▶ TEXT EXTRACT
+++++

1

For this code:

people_pool = People.objects.filter(last_name__in = last_names)
for first_name in first_names:
    for person in people_pool.filter(first_name = first_name):
       # do something with each person. 

My understanding from django querysets is that a query won't actually be executed until you "need" the data, thus allowing for optimization of chained querysets. However, if I'm not mistaken, that would seems to work against me here; the first query that will be executed is essentially going to be the equivalent of:

People.objects.filter(last_name__in = last_names, first_name = first_name) # for the first first_name in first_names

And the database will need to be queried for every single first name. If this is the case, what is the proper way to get Django to actually retrieve the people_pool and then run subsequent filters on the retrieved python objects, leaving the DB alone?

+++++

▶ THE EXERCISE
Answer these questions about the Django queryset text:
(a) Which field does the first filter in the code check against last_names?
(b) According to the writer's understanding, when is a queryset actually executed?
(c) How often does the writer expect the database to be queried?

Excerpts of pointing data
+++++

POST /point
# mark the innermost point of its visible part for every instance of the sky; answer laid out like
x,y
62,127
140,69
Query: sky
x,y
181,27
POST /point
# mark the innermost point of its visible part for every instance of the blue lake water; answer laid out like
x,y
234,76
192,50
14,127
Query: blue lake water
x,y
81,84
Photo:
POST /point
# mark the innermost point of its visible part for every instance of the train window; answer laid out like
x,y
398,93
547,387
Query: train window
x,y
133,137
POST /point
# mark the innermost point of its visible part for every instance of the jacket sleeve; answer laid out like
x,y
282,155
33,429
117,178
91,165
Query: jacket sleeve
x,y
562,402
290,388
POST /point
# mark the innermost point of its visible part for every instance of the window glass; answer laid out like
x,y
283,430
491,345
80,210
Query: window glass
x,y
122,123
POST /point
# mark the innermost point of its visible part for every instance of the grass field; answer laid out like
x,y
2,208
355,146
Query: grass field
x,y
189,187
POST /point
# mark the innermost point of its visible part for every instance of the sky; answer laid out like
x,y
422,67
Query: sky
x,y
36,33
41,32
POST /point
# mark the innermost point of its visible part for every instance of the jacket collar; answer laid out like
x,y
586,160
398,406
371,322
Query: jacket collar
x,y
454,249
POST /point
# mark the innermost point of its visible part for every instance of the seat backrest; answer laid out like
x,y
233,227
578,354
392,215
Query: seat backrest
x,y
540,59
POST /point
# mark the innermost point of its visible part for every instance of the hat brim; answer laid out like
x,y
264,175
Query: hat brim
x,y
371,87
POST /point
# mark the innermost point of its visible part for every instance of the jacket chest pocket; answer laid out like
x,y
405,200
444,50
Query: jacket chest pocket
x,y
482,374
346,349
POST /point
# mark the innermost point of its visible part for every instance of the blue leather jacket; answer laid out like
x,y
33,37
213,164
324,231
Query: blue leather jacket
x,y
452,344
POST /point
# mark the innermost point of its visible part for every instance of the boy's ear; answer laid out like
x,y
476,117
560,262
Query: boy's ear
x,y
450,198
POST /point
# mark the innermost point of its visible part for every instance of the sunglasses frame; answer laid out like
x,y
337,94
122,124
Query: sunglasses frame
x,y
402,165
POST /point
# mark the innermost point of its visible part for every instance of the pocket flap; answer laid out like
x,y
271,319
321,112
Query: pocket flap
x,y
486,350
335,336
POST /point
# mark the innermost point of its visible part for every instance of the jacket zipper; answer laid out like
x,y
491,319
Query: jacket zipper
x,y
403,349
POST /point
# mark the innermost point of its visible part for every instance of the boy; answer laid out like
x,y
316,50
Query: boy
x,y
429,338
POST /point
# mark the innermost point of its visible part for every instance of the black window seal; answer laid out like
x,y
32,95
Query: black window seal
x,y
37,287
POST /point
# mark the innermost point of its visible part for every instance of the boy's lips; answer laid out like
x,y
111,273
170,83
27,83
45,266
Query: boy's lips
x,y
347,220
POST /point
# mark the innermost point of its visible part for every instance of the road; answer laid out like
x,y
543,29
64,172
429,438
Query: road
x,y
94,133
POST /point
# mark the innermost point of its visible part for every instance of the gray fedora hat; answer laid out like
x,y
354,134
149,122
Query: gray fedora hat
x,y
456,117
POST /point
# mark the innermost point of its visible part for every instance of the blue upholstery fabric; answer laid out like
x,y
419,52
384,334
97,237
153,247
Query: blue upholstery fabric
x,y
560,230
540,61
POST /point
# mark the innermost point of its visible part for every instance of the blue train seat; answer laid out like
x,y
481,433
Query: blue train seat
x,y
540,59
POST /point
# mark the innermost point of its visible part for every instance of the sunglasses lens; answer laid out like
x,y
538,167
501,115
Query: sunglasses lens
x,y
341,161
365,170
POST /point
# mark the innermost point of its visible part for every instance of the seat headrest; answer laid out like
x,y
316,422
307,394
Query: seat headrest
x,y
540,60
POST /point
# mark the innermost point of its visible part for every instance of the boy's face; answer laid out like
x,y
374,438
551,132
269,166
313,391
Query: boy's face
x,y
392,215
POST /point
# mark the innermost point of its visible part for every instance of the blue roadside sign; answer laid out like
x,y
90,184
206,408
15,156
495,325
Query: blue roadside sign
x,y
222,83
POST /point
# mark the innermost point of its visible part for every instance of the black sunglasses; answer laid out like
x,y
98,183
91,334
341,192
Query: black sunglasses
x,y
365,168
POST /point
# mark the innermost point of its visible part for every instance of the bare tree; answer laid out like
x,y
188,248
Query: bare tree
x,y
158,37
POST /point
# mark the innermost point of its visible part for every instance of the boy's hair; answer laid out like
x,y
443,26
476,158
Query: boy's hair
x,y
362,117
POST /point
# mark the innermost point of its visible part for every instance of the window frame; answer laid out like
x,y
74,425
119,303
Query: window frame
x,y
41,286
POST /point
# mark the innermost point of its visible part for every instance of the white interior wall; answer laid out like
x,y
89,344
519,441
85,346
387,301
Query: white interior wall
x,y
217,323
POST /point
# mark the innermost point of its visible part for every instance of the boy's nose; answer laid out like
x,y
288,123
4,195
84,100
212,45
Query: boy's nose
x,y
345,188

+++++

▶ ANSWER TO THIS EXERCISE
(a) last_name
(b) When you "need" the data.
(c) For every single first name.